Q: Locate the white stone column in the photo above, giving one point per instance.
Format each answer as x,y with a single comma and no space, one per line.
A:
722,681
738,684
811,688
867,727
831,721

#### Written request
Substitute "marble pillar" for "white stone column" in the data above and reproduce it with nothing else changed.

#### Correct result
Q: Locate the marble pillar in the photo above, giving one point per instance.
Format each answer as x,y with a single comma and no space, one per line.
A:
722,681
738,684
811,688
867,727
831,721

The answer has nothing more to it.